## Potongan Dokumen

Oleh : Rosadi Jamani Ketua Satupena Kalbar
PONTIANAK // Monitorkrimsus.com
Mungkin jutaan kali rakyat mendesak, “Segera sahkan RUU Perampasan Aset!” Tapi tak pernah digubris wakil rakyat di Senayan. Ketika rumah Ahmad Sahroni dijarah, rakyat berujar “Itulah definisi nyata perampasan aset koruptor oleh rakyat.” Who is the next? Siapkan lagi kopi tanpa gulanya, wak!
Aksi penjarahan rumah Ahmad Sahroni seakan jadi trailer resmi sebuah film yang sudah lama ditunggu rakyat. “Perampasan Aset, the Real Action.” Bayangkan, wak! Rakyat berbondong-bondong datang bukan untuk selfie, bukan untuk minta tanda tangan, tapi untuk mengambil hak mereka yang dirampok selama bertahun-tahun. Adegan itu seolah menjawab pertanyaan lama, kalau negara tidak sanggup merampas harta koruptor, ya biarlah rakyat turun tangan, sekalian latihan sebelum RUU Perampasan Aset benar-benar disahkan.

## Soal 1
Tulis ulang baris-baris catatan dari baris yang memuat "Pin each instance of the white" sampai akhir catatan, dengan "white cloud" diganti menjadi "gray cloud" dan bagian lainnya tidak diubah.

## Cuplikan Data
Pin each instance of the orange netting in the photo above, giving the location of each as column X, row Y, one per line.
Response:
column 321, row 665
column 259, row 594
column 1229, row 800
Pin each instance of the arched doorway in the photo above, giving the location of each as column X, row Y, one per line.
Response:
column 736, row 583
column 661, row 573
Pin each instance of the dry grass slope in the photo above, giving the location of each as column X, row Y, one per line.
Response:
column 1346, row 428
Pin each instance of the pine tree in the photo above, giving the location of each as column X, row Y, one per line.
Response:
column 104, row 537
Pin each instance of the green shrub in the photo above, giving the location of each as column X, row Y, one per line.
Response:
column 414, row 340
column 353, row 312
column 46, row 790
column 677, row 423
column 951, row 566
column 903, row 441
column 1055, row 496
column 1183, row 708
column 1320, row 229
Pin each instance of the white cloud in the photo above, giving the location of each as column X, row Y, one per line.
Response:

## Soal 2
Terjemahkan kalimat dari teks tentang penjarahan rumah Ahmad Sahroni ini ke dalam bahasa Inggris: "Aksi penjarahan rumah Ahmad Sahroni seakan jadi trailer resmi sebuah film yang sudah lama ditunggu rakyat."

## Jawaban Tertulis 1
Pin each instance of the gray cloud in the photo above, giving the location of each as column X, row Y, one per line.
Response:

## Jawaban Tertulis 2
The looting of Ahmad Sahroni's house seemed like the official trailer for a film the people had long been waiting for.